Excerpted text:
Correlation Coefficient

Overview

  • Focus of lecture: understanding correlation, specifically Pearson’s correlation coefficient (r)

  • Central slogan: “Correlation does not imply causation” – reminder from statistics class

Fundamental Terms

  • Correlation / Association: Statistical relationship between two quantitative variables

    • Measured with Pearson’s r when the relationship is linear and variables are on interval/ratio scales

  • Variables in examples

    • Age vs. coordination in children

    • Product price vs. quality perception

    • Hours slept last night vs. next-day mood

  • Scatter Plot: Graphical display representing each participant’s paired scores as a single dot (X-axis = variable 1, Y-axis = variable 2)

Scatter Plots & Visualising Association

  • Visual inspection reveals form, direction, and strength of a relationship before statistical computation

  • Hours-slept vs. happy-mood fictional data (Table 11-1)

    • Axes labelled 0–12 hours (X) and 0–8 mood points (Y)

    • Dots form an upward band, suggesting positive linear trend

Types / Patterns of Correlation

  • Linear correlations

    • Positive: as X increases, Y increases – dots slope (/

    • Negative: as X increases, Y decreases – dots slope \/

  • Curvilinear (non-linear) correlations

    • Example: Yerkes–Dodson–like curve of performance vs. anxiety (low & high anxiety impair performance; moderate is optimal)

    • Pearson r inappropriate because it only captures linear relations and can return r≈0 even when a clear curved pattern exists

  • No correlation

    • Example: income vs. shoe size – dots scattered randomly, r≈0

Pearson Correlation Coefficient (r)

  • Numerical index summarising direction & strength of a linear relationship

    • +1.00 → perfect positive linear association (all dots exactly on an upward-sloping line)

    • -1.00 → perfect negative linear association (all dots on a downward-sloping line)

    • 0.00 → no linear association

  • “Closer to perfect” = r’s absolute value |r| approaches 1; “closer to no correlation” = |r| approaches 0

Computing r: Z-Scores and Cross-Products

  1. Convert raw scores to Z-scores within each variable

    • Z = \frac{X - \mu}{\sigma}

    • Guarantees comparable, unit-free metrics where

      • High raw score → positive Z ; low raw score → negative Z

      • Magnitude reflects how far (in SD units) a score sits from its mean

  2. Form cross-products for each participant

    • ZX ZY

    • Sign logic (Table)

      • (+)(+) → + : contributes to positive r

      • (-)(-) → + : contributes to positive r (both scores low)

Written problem 1: Identify every line in the records below that contains the string "transport", and copy each of those lines in full. Case counts.

Dataset content:
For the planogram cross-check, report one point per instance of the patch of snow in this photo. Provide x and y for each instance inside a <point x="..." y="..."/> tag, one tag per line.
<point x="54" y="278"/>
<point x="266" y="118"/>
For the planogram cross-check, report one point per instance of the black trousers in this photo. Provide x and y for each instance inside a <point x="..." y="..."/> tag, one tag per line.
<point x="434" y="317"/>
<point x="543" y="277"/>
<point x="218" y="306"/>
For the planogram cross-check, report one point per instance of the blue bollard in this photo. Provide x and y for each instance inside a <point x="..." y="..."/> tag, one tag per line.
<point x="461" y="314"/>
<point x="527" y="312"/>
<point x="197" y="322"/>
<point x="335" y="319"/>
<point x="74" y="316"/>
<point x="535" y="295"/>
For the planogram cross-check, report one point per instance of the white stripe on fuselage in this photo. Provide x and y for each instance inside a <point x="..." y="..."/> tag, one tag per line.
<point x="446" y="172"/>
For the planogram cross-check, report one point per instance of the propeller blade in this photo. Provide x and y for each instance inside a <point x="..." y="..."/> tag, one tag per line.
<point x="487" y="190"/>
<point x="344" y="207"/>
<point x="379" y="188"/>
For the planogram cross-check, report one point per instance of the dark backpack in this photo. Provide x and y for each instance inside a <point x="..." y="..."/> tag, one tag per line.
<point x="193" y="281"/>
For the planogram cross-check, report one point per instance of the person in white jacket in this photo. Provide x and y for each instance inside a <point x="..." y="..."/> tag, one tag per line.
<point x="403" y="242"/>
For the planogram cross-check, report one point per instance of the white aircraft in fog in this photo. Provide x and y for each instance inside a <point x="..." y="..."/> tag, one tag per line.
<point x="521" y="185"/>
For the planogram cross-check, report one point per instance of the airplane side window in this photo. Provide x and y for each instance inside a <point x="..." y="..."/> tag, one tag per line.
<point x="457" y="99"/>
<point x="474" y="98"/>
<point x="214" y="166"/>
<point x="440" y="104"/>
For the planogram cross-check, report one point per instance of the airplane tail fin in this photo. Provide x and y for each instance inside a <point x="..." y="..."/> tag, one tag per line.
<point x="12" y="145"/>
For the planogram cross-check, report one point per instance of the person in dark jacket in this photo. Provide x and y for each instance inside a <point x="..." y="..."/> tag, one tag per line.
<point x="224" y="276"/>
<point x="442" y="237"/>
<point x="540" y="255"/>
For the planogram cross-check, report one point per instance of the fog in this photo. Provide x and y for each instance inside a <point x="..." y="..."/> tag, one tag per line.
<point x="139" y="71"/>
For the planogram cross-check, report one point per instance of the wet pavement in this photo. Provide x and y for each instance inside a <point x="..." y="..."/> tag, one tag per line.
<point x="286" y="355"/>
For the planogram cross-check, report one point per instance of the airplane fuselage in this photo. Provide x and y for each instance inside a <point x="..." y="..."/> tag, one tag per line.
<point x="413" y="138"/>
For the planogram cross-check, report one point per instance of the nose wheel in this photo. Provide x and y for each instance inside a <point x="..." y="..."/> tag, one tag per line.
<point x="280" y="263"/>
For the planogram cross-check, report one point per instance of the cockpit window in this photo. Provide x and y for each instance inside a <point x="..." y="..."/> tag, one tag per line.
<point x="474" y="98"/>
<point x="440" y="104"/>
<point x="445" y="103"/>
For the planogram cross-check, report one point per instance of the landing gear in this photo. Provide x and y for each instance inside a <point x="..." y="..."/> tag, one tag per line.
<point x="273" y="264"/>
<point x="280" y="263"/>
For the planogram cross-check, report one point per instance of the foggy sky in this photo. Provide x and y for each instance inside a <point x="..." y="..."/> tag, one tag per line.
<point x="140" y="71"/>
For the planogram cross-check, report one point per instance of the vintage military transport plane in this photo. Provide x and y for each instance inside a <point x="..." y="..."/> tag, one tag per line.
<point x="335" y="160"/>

Written problem 2: Extend the lecture notes on Pearson's correlation coefficient above, starting right after their final line.

Answer 1:
For the planogram cross-check, report one point per instance of the vintage military transport plane in this photo. Provide x and y for each instance inside a <point x="..." y="..."/> tag, one tag per line.

Answer 2:
      • (+)(-) or (-)(+) → – : contributes to negative r (one high, one low)

      • Zero Z from mid-range scores → null contribution, pushing r toward 0

  3. Sum the cross-products: \sum ZX ZY

  4. Divide by sample size (N) to obtain mean cross-product → the correlation coefficient

    • r = \frac{\sum ZX ZY}{N}

Example Applications

  • Sexual satisfaction vs. relationship satisfaction

    • Scatter plot shows upward trend; computed r = .69 indicating a strong positive association

  • Hours slept vs. happy mood revisited later with and without outlier (see Outliers section)

Correlation vs. Causation

  • Three logical possibilities whenever r ≠ 0:

    1. X causes Y (\rightarrow)

    2. Y causes X (\leftarrow)

    3. Spurious / third-variable explanation: some unmeasured factor influences both X & Y (\uparrow)

  • Example causal web for couples:

    • Relationship satisfaction ←→ Sexual satisfaction

    • Both potentially influenced by communication quality, stress levels, health/fitness, etc.

  • Proper causal inference requires experimental manipulation, longitudinal models, or advanced statistical controls—not simple r

Outliers

  • Outlier: observation far from the pattern of the rest of the data

  • Why problematic? A single extreme pair can substantially inflate or deflate r

  • Demonstration with mood vs. sleep

    • Without outlier: r = .85 (strong positive)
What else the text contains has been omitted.